_PROVIDED RECORDS_
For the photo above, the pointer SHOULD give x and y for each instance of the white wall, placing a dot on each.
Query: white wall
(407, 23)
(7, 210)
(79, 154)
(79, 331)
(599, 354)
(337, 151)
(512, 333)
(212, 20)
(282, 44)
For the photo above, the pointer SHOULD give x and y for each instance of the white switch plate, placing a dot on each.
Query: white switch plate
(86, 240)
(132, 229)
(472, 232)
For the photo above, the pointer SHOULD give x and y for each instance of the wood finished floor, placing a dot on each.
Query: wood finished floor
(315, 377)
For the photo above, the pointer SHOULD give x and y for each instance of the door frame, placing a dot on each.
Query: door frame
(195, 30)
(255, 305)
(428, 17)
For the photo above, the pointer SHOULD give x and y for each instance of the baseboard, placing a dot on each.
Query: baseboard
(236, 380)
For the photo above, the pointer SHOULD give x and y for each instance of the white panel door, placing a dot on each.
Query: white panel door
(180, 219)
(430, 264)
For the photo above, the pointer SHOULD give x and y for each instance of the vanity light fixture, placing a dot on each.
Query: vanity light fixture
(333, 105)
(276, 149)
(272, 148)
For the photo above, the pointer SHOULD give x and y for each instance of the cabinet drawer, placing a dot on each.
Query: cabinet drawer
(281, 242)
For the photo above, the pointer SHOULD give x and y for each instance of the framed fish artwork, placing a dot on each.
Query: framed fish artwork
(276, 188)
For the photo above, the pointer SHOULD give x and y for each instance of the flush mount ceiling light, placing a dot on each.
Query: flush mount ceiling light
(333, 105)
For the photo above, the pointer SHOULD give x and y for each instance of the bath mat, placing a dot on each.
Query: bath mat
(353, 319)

_TASK STATEMENT_
Copy, from the data above, every line where the word "photo" appears.

_ANSWER TO THIS EXERCISE_
For the photo above, the pointer SHOULD give x and y for each instance of the white wall, placing a dot on each.
For the photo above, the pointer SHOULD give x and y for each instance of the white switch plate, placing a dot on each.
For the photo above, the pointer SHOULD give x and y for each instance of the wood finished floor, placing a dot on each.
For the photo above, the pointer SHOULD give x and y for each instance of the door frame, placing a dot on each.
For the photo above, the pointer SHOULD give x and y for each instance of the baseboard, placing a dot on each.
For the photo above, the pointer SHOULD give x and y for each instance of the white panel door, placing a dot on each.
For the photo above, the pointer SHOULD give x and y for each instance of the vanity light fixture, placing a dot on each.
For the photo above, the pointer SHOULD give x and y for each instance of the cabinet drawer, placing a dot on each.
For the photo above, the pointer SHOULD give x and y for each instance of the framed fish artwork, placing a dot on each.
For the photo above, the pointer SHOULD give x and y for each instance of the flush mount ceiling light, placing a dot on each.
For the photo above, the pointer SHOULD give x and y for each instance of the bath mat, placing a dot on each.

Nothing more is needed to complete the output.